(Source text):
The Government has laid new regulations under the Legal Aid, Sentencing and Punishment of Offenders (LASPO) Act 2012, which will be debated in the House of Commons on 29 November and in the House of Lords on 3 December 2012. The Regulations introduce the new merits criteria (which will replace the current funding code) and also amend Schedule 1 of LASPO to deal with the provision of legal aid for welfare benefits work.
We are very concerned in particular about two key issues.
In relation to judicial review there is a very specific concern about regulation 53(b) of the draft Civil Legal Services (Merits Criteria) Regulations (these regulations will replace the current LSC Funding Code and were laid before Parliament on 29 October). Regulation 53(b) provides that legal aid will not be granted unless “the individual has exhausted all administrative appeals and other alternative procedures before bringing a public law claim.” This contrasts with the equivalent current wording which is to the effect that the individual must exhaust all reasonable alternatives to JR before funding is granted. Clearly in some cases JR is the only practical remedy and it will not be possible to exhaust all remedies. Legal aid should certainly be provided in these instances.

(Work to be completed): Continue the passage on the new legal aid regulations from the point where it ends.

(Extracted entries):
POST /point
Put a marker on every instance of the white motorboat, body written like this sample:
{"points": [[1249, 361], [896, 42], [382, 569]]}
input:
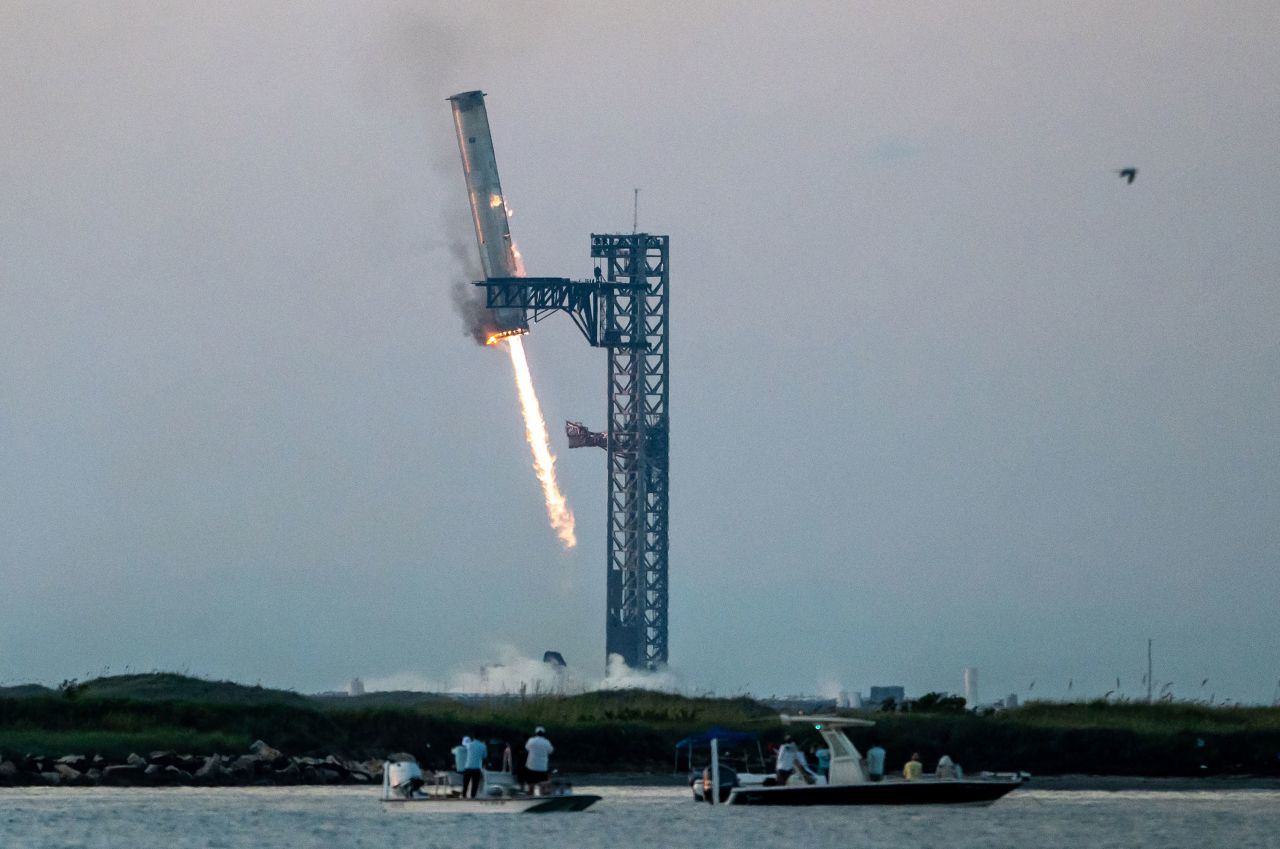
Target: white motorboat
{"points": [[848, 784], [405, 789]]}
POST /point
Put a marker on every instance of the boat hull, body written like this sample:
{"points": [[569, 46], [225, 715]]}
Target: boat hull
{"points": [[896, 793], [530, 804]]}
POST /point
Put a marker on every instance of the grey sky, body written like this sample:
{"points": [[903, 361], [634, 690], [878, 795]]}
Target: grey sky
{"points": [[945, 391]]}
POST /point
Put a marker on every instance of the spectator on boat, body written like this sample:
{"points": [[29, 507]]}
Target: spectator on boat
{"points": [[823, 758], [876, 762], [474, 772], [789, 756], [460, 754], [538, 763]]}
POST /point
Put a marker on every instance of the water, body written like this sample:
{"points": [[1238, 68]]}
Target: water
{"points": [[658, 817]]}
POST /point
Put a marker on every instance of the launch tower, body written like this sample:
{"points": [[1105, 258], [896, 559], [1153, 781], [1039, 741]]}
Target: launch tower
{"points": [[624, 310]]}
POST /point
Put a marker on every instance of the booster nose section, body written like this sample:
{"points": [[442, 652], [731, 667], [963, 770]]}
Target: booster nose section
{"points": [[498, 256]]}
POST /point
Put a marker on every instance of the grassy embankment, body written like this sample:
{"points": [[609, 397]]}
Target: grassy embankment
{"points": [[620, 731]]}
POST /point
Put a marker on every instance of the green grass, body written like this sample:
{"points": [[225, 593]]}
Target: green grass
{"points": [[620, 730], [117, 744]]}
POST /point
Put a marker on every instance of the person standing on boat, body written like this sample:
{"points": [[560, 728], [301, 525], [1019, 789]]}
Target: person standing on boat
{"points": [[538, 763], [786, 762], [823, 758], [460, 756], [876, 762], [474, 772]]}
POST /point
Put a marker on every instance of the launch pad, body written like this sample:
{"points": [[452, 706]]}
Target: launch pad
{"points": [[622, 310]]}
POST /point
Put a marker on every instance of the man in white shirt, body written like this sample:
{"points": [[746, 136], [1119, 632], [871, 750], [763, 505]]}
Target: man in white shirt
{"points": [[474, 772], [538, 763], [786, 763]]}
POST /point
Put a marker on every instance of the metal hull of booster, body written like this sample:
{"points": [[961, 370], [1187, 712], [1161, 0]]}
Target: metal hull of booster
{"points": [[488, 204], [635, 333]]}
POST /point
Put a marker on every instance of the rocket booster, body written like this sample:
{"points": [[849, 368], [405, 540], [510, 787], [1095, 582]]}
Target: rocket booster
{"points": [[488, 206]]}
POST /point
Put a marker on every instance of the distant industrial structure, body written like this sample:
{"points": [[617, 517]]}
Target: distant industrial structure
{"points": [[624, 310], [970, 687]]}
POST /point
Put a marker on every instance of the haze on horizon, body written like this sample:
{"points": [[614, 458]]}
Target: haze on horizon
{"points": [[946, 391]]}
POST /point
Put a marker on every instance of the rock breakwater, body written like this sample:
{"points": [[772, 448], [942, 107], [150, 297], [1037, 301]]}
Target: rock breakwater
{"points": [[260, 766]]}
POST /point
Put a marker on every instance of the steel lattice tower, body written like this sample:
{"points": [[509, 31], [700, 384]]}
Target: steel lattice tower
{"points": [[624, 310], [635, 333]]}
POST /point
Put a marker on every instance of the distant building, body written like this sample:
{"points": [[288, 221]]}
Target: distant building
{"points": [[970, 687], [881, 694]]}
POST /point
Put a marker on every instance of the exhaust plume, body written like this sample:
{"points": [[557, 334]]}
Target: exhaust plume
{"points": [[535, 430]]}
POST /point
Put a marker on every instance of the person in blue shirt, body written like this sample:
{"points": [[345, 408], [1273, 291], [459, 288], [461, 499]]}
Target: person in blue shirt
{"points": [[472, 774], [823, 757], [876, 762]]}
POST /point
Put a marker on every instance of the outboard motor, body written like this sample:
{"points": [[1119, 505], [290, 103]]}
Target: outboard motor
{"points": [[403, 777], [703, 784]]}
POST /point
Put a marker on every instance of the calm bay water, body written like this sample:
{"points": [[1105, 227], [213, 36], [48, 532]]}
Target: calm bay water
{"points": [[266, 817]]}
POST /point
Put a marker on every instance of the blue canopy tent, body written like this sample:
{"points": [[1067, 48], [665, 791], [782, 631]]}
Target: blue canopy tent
{"points": [[721, 736]]}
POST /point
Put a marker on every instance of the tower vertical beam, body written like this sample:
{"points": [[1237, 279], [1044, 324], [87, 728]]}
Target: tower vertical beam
{"points": [[636, 336]]}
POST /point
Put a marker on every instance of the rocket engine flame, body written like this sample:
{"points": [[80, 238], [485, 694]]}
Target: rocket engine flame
{"points": [[535, 430]]}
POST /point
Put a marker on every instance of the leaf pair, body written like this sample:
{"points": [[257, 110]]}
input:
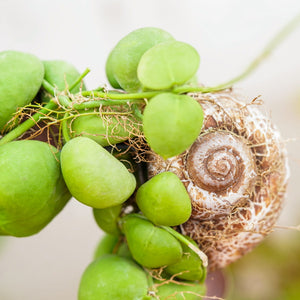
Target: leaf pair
{"points": [[172, 123], [150, 58]]}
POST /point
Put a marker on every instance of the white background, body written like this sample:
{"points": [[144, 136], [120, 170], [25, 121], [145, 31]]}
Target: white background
{"points": [[227, 33]]}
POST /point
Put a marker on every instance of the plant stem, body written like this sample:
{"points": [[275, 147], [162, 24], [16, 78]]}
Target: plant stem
{"points": [[48, 87], [22, 128], [277, 40], [186, 242], [121, 96], [97, 103], [65, 129], [78, 80]]}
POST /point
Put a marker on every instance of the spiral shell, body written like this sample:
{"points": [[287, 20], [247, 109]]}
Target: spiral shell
{"points": [[236, 174]]}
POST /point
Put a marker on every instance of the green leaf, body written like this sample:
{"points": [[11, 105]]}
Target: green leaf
{"points": [[168, 64], [121, 67], [172, 123]]}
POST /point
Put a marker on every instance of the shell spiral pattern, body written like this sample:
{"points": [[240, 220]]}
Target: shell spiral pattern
{"points": [[236, 174]]}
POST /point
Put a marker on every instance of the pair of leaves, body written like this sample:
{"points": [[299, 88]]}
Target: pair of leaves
{"points": [[150, 58], [172, 123]]}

(Task response):
Members will remember that during LASPO's passage through Parliament Ken Clarke (Secretary of State at the time) confirmed that legal aid would remain available for appeals in the first-tier tribunal that raised "points of law". The regulations as currently drafted do not reflect that assurance. It now appears that legal aid will only be available when the first tier tribunal:
(a) Quashes its own decision on the basis that it has made an error of law or
(b) Invites representations regarding the legality of its decision from a person before deciding whether it has made an error of law.
The number of cases where this situation will arise is negligible. Indeed the regulation is so restrictive that in practice very few if any cases will meet the criteria for legally aided advice. This is because the firstier tribunal rarely quashes its own decision on the basis that it has erred in law without an appeal first being submitted. No legal aid will be available for advising a person or drafting the appeal, and therefore this situation is unlikely to arise in practice. Therefore we are very concerned that the Government has reneged on its promise to provide legal aid to people in urgent need of legal assistance.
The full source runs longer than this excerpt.